• Work instructions
How many lines in the listing below contain the word "path"? Reply with the number only.

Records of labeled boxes

# # #

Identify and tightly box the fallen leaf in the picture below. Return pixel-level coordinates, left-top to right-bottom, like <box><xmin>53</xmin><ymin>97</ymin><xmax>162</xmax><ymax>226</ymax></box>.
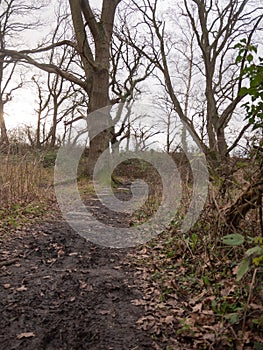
<box><xmin>164</xmin><ymin>316</ymin><xmax>174</xmax><ymax>324</ymax></box>
<box><xmin>16</xmin><ymin>332</ymin><xmax>36</xmax><ymax>339</ymax></box>
<box><xmin>16</xmin><ymin>286</ymin><xmax>27</xmax><ymax>292</ymax></box>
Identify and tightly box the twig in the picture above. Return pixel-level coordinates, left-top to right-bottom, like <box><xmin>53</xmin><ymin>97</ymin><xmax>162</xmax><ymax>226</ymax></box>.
<box><xmin>242</xmin><ymin>268</ymin><xmax>258</xmax><ymax>338</ymax></box>
<box><xmin>0</xmin><ymin>259</ymin><xmax>18</xmax><ymax>268</ymax></box>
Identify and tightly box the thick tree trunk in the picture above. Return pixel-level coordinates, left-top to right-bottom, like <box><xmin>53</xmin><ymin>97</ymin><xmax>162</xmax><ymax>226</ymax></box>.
<box><xmin>87</xmin><ymin>69</ymin><xmax>111</xmax><ymax>176</ymax></box>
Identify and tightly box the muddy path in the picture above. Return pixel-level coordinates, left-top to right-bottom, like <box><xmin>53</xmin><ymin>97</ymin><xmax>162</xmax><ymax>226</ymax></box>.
<box><xmin>0</xmin><ymin>190</ymin><xmax>157</xmax><ymax>350</ymax></box>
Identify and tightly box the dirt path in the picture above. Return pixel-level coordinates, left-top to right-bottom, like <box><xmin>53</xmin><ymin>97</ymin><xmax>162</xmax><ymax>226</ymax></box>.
<box><xmin>0</xmin><ymin>187</ymin><xmax>157</xmax><ymax>350</ymax></box>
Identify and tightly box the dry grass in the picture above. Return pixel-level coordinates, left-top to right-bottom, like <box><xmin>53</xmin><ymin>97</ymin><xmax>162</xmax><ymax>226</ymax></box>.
<box><xmin>0</xmin><ymin>153</ymin><xmax>54</xmax><ymax>233</ymax></box>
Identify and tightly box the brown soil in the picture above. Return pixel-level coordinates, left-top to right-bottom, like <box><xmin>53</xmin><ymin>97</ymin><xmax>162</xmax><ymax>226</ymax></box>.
<box><xmin>0</xmin><ymin>189</ymin><xmax>157</xmax><ymax>350</ymax></box>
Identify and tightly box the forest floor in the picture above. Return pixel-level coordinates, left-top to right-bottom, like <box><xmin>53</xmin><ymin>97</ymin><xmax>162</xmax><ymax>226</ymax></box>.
<box><xmin>0</xmin><ymin>179</ymin><xmax>263</xmax><ymax>350</ymax></box>
<box><xmin>0</xmin><ymin>187</ymin><xmax>164</xmax><ymax>350</ymax></box>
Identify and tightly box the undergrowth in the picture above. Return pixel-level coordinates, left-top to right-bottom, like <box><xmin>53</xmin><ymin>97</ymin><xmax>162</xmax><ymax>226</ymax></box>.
<box><xmin>0</xmin><ymin>153</ymin><xmax>54</xmax><ymax>237</ymax></box>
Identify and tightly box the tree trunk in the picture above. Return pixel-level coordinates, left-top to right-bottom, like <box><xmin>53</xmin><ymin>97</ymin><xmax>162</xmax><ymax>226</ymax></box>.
<box><xmin>87</xmin><ymin>69</ymin><xmax>111</xmax><ymax>176</ymax></box>
<box><xmin>0</xmin><ymin>96</ymin><xmax>9</xmax><ymax>147</ymax></box>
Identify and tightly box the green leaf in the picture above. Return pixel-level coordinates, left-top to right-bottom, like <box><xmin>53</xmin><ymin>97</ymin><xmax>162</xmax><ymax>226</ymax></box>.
<box><xmin>223</xmin><ymin>233</ymin><xmax>245</xmax><ymax>246</ymax></box>
<box><xmin>247</xmin><ymin>53</ymin><xmax>253</xmax><ymax>63</ymax></box>
<box><xmin>236</xmin><ymin>258</ymin><xmax>250</xmax><ymax>281</ymax></box>
<box><xmin>239</xmin><ymin>86</ymin><xmax>248</xmax><ymax>96</ymax></box>
<box><xmin>245</xmin><ymin>245</ymin><xmax>263</xmax><ymax>257</ymax></box>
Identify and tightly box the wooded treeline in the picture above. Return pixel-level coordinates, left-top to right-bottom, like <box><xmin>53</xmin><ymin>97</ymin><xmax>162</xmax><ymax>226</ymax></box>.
<box><xmin>0</xmin><ymin>0</ymin><xmax>262</xmax><ymax>165</ymax></box>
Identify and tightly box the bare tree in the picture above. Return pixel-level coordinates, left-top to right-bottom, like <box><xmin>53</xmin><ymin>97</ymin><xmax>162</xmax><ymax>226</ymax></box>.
<box><xmin>0</xmin><ymin>0</ymin><xmax>43</xmax><ymax>146</ymax></box>
<box><xmin>0</xmin><ymin>0</ymin><xmax>154</xmax><ymax>174</ymax></box>
<box><xmin>123</xmin><ymin>0</ymin><xmax>262</xmax><ymax>166</ymax></box>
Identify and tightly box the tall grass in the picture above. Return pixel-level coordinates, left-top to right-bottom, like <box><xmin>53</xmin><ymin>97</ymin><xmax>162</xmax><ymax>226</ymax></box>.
<box><xmin>0</xmin><ymin>152</ymin><xmax>53</xmax><ymax>231</ymax></box>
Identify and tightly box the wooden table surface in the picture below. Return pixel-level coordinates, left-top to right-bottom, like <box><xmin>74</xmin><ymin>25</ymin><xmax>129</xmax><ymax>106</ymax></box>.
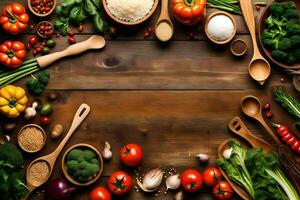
<box><xmin>0</xmin><ymin>0</ymin><xmax>296</xmax><ymax>200</ymax></box>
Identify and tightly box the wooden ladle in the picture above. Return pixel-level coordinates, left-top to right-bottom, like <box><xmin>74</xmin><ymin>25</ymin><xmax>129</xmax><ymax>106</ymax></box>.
<box><xmin>155</xmin><ymin>0</ymin><xmax>174</xmax><ymax>42</ymax></box>
<box><xmin>241</xmin><ymin>95</ymin><xmax>281</xmax><ymax>144</ymax></box>
<box><xmin>218</xmin><ymin>139</ymin><xmax>251</xmax><ymax>200</ymax></box>
<box><xmin>240</xmin><ymin>0</ymin><xmax>271</xmax><ymax>85</ymax></box>
<box><xmin>23</xmin><ymin>104</ymin><xmax>90</xmax><ymax>199</ymax></box>
<box><xmin>228</xmin><ymin>116</ymin><xmax>272</xmax><ymax>153</ymax></box>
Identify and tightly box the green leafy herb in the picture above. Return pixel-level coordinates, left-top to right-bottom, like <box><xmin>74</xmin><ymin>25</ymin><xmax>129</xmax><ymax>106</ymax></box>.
<box><xmin>274</xmin><ymin>88</ymin><xmax>300</xmax><ymax>120</ymax></box>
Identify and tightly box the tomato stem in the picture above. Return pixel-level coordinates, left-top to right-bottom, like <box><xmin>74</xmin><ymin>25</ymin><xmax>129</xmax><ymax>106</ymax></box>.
<box><xmin>6</xmin><ymin>49</ymin><xmax>15</xmax><ymax>58</ymax></box>
<box><xmin>6</xmin><ymin>10</ymin><xmax>18</xmax><ymax>23</ymax></box>
<box><xmin>184</xmin><ymin>0</ymin><xmax>195</xmax><ymax>6</ymax></box>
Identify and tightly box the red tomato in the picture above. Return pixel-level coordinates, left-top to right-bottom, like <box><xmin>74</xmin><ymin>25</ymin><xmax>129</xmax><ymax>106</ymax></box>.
<box><xmin>107</xmin><ymin>171</ymin><xmax>132</xmax><ymax>195</ymax></box>
<box><xmin>181</xmin><ymin>169</ymin><xmax>203</xmax><ymax>192</ymax></box>
<box><xmin>90</xmin><ymin>186</ymin><xmax>111</xmax><ymax>200</ymax></box>
<box><xmin>120</xmin><ymin>144</ymin><xmax>143</xmax><ymax>166</ymax></box>
<box><xmin>213</xmin><ymin>181</ymin><xmax>233</xmax><ymax>200</ymax></box>
<box><xmin>203</xmin><ymin>167</ymin><xmax>222</xmax><ymax>187</ymax></box>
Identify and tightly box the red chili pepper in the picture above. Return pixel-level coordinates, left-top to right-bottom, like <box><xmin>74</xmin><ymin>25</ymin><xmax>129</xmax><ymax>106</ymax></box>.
<box><xmin>273</xmin><ymin>123</ymin><xmax>300</xmax><ymax>154</ymax></box>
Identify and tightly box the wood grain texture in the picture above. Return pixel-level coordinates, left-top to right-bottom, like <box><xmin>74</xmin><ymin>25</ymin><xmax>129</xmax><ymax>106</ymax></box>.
<box><xmin>0</xmin><ymin>0</ymin><xmax>295</xmax><ymax>200</ymax></box>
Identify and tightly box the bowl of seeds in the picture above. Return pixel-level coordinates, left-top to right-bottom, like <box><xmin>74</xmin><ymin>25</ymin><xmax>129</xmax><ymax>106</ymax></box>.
<box><xmin>17</xmin><ymin>124</ymin><xmax>46</xmax><ymax>153</ymax></box>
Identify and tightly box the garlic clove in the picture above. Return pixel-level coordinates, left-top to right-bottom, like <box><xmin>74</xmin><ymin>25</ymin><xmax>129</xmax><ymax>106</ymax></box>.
<box><xmin>166</xmin><ymin>174</ymin><xmax>181</xmax><ymax>191</ymax></box>
<box><xmin>102</xmin><ymin>142</ymin><xmax>112</xmax><ymax>160</ymax></box>
<box><xmin>196</xmin><ymin>153</ymin><xmax>209</xmax><ymax>163</ymax></box>
<box><xmin>174</xmin><ymin>191</ymin><xmax>183</xmax><ymax>200</ymax></box>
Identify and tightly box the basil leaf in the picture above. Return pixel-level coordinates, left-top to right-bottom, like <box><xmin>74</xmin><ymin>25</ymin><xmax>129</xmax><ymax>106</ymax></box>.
<box><xmin>93</xmin><ymin>14</ymin><xmax>108</xmax><ymax>33</ymax></box>
<box><xmin>70</xmin><ymin>6</ymin><xmax>80</xmax><ymax>23</ymax></box>
<box><xmin>84</xmin><ymin>0</ymin><xmax>98</xmax><ymax>16</ymax></box>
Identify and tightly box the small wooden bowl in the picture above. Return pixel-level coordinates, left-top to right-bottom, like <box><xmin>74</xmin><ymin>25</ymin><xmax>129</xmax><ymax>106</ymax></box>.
<box><xmin>230</xmin><ymin>39</ymin><xmax>248</xmax><ymax>56</ymax></box>
<box><xmin>258</xmin><ymin>0</ymin><xmax>300</xmax><ymax>69</ymax></box>
<box><xmin>36</xmin><ymin>21</ymin><xmax>54</xmax><ymax>39</ymax></box>
<box><xmin>102</xmin><ymin>0</ymin><xmax>159</xmax><ymax>26</ymax></box>
<box><xmin>61</xmin><ymin>143</ymin><xmax>103</xmax><ymax>186</ymax></box>
<box><xmin>204</xmin><ymin>11</ymin><xmax>237</xmax><ymax>44</ymax></box>
<box><xmin>27</xmin><ymin>0</ymin><xmax>57</xmax><ymax>17</ymax></box>
<box><xmin>17</xmin><ymin>124</ymin><xmax>47</xmax><ymax>153</ymax></box>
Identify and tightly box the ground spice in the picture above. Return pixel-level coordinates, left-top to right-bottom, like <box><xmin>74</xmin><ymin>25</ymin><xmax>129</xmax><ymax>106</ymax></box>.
<box><xmin>29</xmin><ymin>161</ymin><xmax>50</xmax><ymax>183</ymax></box>
<box><xmin>18</xmin><ymin>127</ymin><xmax>45</xmax><ymax>151</ymax></box>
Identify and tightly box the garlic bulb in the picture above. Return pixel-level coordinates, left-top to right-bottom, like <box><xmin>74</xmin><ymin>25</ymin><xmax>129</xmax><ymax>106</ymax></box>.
<box><xmin>137</xmin><ymin>168</ymin><xmax>164</xmax><ymax>192</ymax></box>
<box><xmin>223</xmin><ymin>148</ymin><xmax>233</xmax><ymax>160</ymax></box>
<box><xmin>166</xmin><ymin>174</ymin><xmax>181</xmax><ymax>191</ymax></box>
<box><xmin>196</xmin><ymin>153</ymin><xmax>209</xmax><ymax>163</ymax></box>
<box><xmin>174</xmin><ymin>191</ymin><xmax>183</xmax><ymax>200</ymax></box>
<box><xmin>102</xmin><ymin>142</ymin><xmax>112</xmax><ymax>160</ymax></box>
<box><xmin>25</xmin><ymin>101</ymin><xmax>38</xmax><ymax>119</ymax></box>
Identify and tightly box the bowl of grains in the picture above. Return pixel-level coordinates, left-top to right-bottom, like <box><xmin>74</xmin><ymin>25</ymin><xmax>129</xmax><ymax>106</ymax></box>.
<box><xmin>18</xmin><ymin>124</ymin><xmax>46</xmax><ymax>153</ymax></box>
<box><xmin>102</xmin><ymin>0</ymin><xmax>158</xmax><ymax>25</ymax></box>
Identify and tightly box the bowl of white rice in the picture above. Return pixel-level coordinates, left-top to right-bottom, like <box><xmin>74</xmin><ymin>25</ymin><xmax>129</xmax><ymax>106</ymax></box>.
<box><xmin>102</xmin><ymin>0</ymin><xmax>158</xmax><ymax>25</ymax></box>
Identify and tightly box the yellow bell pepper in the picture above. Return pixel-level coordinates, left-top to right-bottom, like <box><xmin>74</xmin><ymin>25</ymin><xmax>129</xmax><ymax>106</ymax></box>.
<box><xmin>0</xmin><ymin>85</ymin><xmax>27</xmax><ymax>118</ymax></box>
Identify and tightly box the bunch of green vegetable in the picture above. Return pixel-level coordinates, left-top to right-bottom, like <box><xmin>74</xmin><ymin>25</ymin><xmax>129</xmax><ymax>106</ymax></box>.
<box><xmin>274</xmin><ymin>87</ymin><xmax>300</xmax><ymax>121</ymax></box>
<box><xmin>26</xmin><ymin>70</ymin><xmax>50</xmax><ymax>95</ymax></box>
<box><xmin>0</xmin><ymin>143</ymin><xmax>28</xmax><ymax>200</ymax></box>
<box><xmin>262</xmin><ymin>1</ymin><xmax>300</xmax><ymax>65</ymax></box>
<box><xmin>54</xmin><ymin>0</ymin><xmax>108</xmax><ymax>35</ymax></box>
<box><xmin>206</xmin><ymin>0</ymin><xmax>242</xmax><ymax>15</ymax></box>
<box><xmin>217</xmin><ymin>141</ymin><xmax>299</xmax><ymax>200</ymax></box>
<box><xmin>66</xmin><ymin>148</ymin><xmax>100</xmax><ymax>183</ymax></box>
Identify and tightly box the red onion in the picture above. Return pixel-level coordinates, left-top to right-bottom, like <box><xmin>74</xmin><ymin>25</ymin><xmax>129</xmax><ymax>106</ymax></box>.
<box><xmin>47</xmin><ymin>178</ymin><xmax>76</xmax><ymax>200</ymax></box>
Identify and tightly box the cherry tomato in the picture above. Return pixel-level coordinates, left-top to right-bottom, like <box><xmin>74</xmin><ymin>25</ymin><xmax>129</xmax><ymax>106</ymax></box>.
<box><xmin>120</xmin><ymin>144</ymin><xmax>143</xmax><ymax>166</ymax></box>
<box><xmin>41</xmin><ymin>117</ymin><xmax>50</xmax><ymax>126</ymax></box>
<box><xmin>90</xmin><ymin>186</ymin><xmax>111</xmax><ymax>200</ymax></box>
<box><xmin>107</xmin><ymin>171</ymin><xmax>132</xmax><ymax>195</ymax></box>
<box><xmin>203</xmin><ymin>167</ymin><xmax>222</xmax><ymax>187</ymax></box>
<box><xmin>181</xmin><ymin>169</ymin><xmax>203</xmax><ymax>192</ymax></box>
<box><xmin>213</xmin><ymin>181</ymin><xmax>233</xmax><ymax>200</ymax></box>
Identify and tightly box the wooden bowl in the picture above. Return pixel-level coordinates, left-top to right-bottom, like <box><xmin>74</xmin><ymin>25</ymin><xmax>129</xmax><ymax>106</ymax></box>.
<box><xmin>258</xmin><ymin>0</ymin><xmax>300</xmax><ymax>69</ymax></box>
<box><xmin>204</xmin><ymin>11</ymin><xmax>237</xmax><ymax>44</ymax></box>
<box><xmin>27</xmin><ymin>0</ymin><xmax>57</xmax><ymax>17</ymax></box>
<box><xmin>102</xmin><ymin>0</ymin><xmax>159</xmax><ymax>26</ymax></box>
<box><xmin>61</xmin><ymin>143</ymin><xmax>103</xmax><ymax>186</ymax></box>
<box><xmin>17</xmin><ymin>124</ymin><xmax>47</xmax><ymax>153</ymax></box>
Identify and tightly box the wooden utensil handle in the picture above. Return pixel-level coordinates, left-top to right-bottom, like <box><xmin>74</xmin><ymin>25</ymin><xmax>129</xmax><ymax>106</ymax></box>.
<box><xmin>36</xmin><ymin>36</ymin><xmax>103</xmax><ymax>68</ymax></box>
<box><xmin>228</xmin><ymin>116</ymin><xmax>258</xmax><ymax>147</ymax></box>
<box><xmin>52</xmin><ymin>103</ymin><xmax>91</xmax><ymax>160</ymax></box>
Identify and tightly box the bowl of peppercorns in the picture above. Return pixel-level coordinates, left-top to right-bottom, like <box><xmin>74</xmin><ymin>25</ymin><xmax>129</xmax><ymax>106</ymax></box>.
<box><xmin>28</xmin><ymin>0</ymin><xmax>56</xmax><ymax>17</ymax></box>
<box><xmin>36</xmin><ymin>21</ymin><xmax>54</xmax><ymax>38</ymax></box>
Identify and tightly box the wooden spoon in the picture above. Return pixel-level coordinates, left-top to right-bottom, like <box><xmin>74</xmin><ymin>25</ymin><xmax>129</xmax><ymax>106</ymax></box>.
<box><xmin>228</xmin><ymin>116</ymin><xmax>272</xmax><ymax>153</ymax></box>
<box><xmin>218</xmin><ymin>139</ymin><xmax>251</xmax><ymax>200</ymax></box>
<box><xmin>36</xmin><ymin>35</ymin><xmax>105</xmax><ymax>68</ymax></box>
<box><xmin>155</xmin><ymin>0</ymin><xmax>174</xmax><ymax>42</ymax></box>
<box><xmin>23</xmin><ymin>104</ymin><xmax>90</xmax><ymax>199</ymax></box>
<box><xmin>240</xmin><ymin>0</ymin><xmax>271</xmax><ymax>85</ymax></box>
<box><xmin>241</xmin><ymin>95</ymin><xmax>281</xmax><ymax>144</ymax></box>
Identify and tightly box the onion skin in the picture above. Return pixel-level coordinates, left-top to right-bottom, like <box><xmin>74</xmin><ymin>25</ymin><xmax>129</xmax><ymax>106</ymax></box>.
<box><xmin>46</xmin><ymin>178</ymin><xmax>76</xmax><ymax>200</ymax></box>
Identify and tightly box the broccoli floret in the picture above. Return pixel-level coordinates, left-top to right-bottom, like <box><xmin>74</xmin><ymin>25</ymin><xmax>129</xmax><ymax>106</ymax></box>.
<box><xmin>286</xmin><ymin>21</ymin><xmax>300</xmax><ymax>35</ymax></box>
<box><xmin>67</xmin><ymin>160</ymin><xmax>79</xmax><ymax>174</ymax></box>
<box><xmin>283</xmin><ymin>8</ymin><xmax>299</xmax><ymax>20</ymax></box>
<box><xmin>290</xmin><ymin>35</ymin><xmax>300</xmax><ymax>48</ymax></box>
<box><xmin>67</xmin><ymin>149</ymin><xmax>83</xmax><ymax>161</ymax></box>
<box><xmin>278</xmin><ymin>38</ymin><xmax>292</xmax><ymax>51</ymax></box>
<box><xmin>0</xmin><ymin>143</ymin><xmax>24</xmax><ymax>169</ymax></box>
<box><xmin>270</xmin><ymin>2</ymin><xmax>285</xmax><ymax>17</ymax></box>
<box><xmin>271</xmin><ymin>50</ymin><xmax>288</xmax><ymax>62</ymax></box>
<box><xmin>83</xmin><ymin>150</ymin><xmax>96</xmax><ymax>161</ymax></box>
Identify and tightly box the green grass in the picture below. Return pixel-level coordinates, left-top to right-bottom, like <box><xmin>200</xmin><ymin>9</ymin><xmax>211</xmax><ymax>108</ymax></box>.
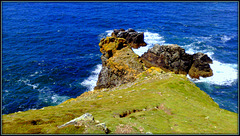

# # #

• Solution for this task
2